[Data section — start]

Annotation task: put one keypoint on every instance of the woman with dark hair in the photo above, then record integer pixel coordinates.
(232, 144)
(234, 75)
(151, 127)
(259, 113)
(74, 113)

[Data section — finish]

● **Brief**
Reproduce the entire listing so that it matches the original in every line.

● **Exercise solution**
Annotation task: put one keypoint on every instance of the woman with dark hair in the photo above, then record integer pixel coordinates.
(232, 144)
(234, 75)
(151, 127)
(259, 113)
(74, 113)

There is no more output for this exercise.